Entries from a pointing dataset
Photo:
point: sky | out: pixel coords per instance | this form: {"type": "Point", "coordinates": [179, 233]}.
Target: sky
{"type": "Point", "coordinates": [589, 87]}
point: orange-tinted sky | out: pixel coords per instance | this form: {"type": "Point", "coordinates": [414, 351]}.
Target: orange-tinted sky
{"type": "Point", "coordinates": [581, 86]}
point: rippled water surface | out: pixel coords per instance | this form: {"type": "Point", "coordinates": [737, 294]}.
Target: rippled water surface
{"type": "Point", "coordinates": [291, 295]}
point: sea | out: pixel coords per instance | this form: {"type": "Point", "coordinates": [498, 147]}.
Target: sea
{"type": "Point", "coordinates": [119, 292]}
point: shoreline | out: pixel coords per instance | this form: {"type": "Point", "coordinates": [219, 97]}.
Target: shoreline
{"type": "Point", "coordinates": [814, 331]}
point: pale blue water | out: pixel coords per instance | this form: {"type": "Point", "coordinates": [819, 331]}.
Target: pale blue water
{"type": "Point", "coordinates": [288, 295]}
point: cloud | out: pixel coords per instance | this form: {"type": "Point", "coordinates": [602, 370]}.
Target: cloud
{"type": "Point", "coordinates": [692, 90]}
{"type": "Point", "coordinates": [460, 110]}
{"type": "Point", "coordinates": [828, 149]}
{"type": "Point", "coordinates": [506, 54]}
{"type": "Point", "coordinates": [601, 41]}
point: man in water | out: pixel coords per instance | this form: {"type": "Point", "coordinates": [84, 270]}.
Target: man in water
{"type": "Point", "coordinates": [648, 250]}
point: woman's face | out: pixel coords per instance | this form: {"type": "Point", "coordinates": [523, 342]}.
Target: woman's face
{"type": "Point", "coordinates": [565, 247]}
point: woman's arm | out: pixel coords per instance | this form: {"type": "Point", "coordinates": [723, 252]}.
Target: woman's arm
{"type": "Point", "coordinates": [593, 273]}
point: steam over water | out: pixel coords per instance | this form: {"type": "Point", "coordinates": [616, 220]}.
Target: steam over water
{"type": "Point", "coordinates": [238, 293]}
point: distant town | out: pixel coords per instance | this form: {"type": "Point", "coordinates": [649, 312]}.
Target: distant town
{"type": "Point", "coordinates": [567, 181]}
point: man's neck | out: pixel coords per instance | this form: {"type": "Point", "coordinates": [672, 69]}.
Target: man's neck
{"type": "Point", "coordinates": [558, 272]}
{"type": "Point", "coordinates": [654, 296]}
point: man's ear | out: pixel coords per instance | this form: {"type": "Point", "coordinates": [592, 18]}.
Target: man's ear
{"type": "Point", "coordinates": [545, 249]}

• JOB:
Rewrite all the records above as a numbered list, leaving out any blank lines.

• TASK ANSWER:
1. Photo:
2. point: sky | out: pixel coords per instance | this form: {"type": "Point", "coordinates": [179, 233]}.
3. Target: sky
4. {"type": "Point", "coordinates": [589, 87]}
5. point: orange-tinted sky | out: pixel coords per instance | this form: {"type": "Point", "coordinates": [414, 351]}.
6. Target: orange-tinted sky
7. {"type": "Point", "coordinates": [581, 86]}
8. point: rippled water surface | out: pixel coords per instance | this form: {"type": "Point", "coordinates": [737, 294]}.
9. Target: rippled water surface
10. {"type": "Point", "coordinates": [291, 295]}
11. point: sea | out: pixel coords per instance | this form: {"type": "Point", "coordinates": [498, 147]}.
12. Target: sea
13. {"type": "Point", "coordinates": [119, 292]}
14. point: shoreline | out: pixel coords per instance | this form: {"type": "Point", "coordinates": [219, 97]}.
15. Target: shoreline
16. {"type": "Point", "coordinates": [814, 331]}
17. point: pale blue water | out: pixel coords per instance | this form: {"type": "Point", "coordinates": [819, 331]}.
18. Target: pale blue water
19. {"type": "Point", "coordinates": [288, 295]}
20. point: cloud | out: pixel coords per instance | this form: {"type": "Point", "coordinates": [602, 370]}.
21. Target: cloud
22. {"type": "Point", "coordinates": [692, 90]}
23. {"type": "Point", "coordinates": [460, 110]}
24. {"type": "Point", "coordinates": [828, 149]}
25. {"type": "Point", "coordinates": [506, 54]}
26. {"type": "Point", "coordinates": [601, 41]}
27. point: man in water | out: pixel coords per instance | this form: {"type": "Point", "coordinates": [84, 270]}.
28. Target: man in water
29. {"type": "Point", "coordinates": [648, 250]}
30. point: woman's face | out: pixel coords per instance | this form: {"type": "Point", "coordinates": [523, 342]}.
31. Target: woman's face
32. {"type": "Point", "coordinates": [565, 247]}
33. point: woman's arm | out: pixel coords per instance | this form: {"type": "Point", "coordinates": [723, 252]}.
34. Target: woman's arm
35. {"type": "Point", "coordinates": [593, 273]}
36. point: steam over water | out: pixel coords per instance | this form: {"type": "Point", "coordinates": [616, 220]}.
37. Target: steam over water
38. {"type": "Point", "coordinates": [238, 293]}
39. point: distant town | out: pixel coords per instance | this form: {"type": "Point", "coordinates": [649, 312]}.
40. Target: distant town
41. {"type": "Point", "coordinates": [567, 181]}
42. point: man's neck | out: pixel coords per instance | this form: {"type": "Point", "coordinates": [672, 69]}.
43. Target: man's neck
44. {"type": "Point", "coordinates": [558, 272]}
45. {"type": "Point", "coordinates": [654, 296]}
46. point: man's ear | out: pixel coords per instance | this form: {"type": "Point", "coordinates": [592, 18]}.
47. Target: man's ear
48. {"type": "Point", "coordinates": [545, 249]}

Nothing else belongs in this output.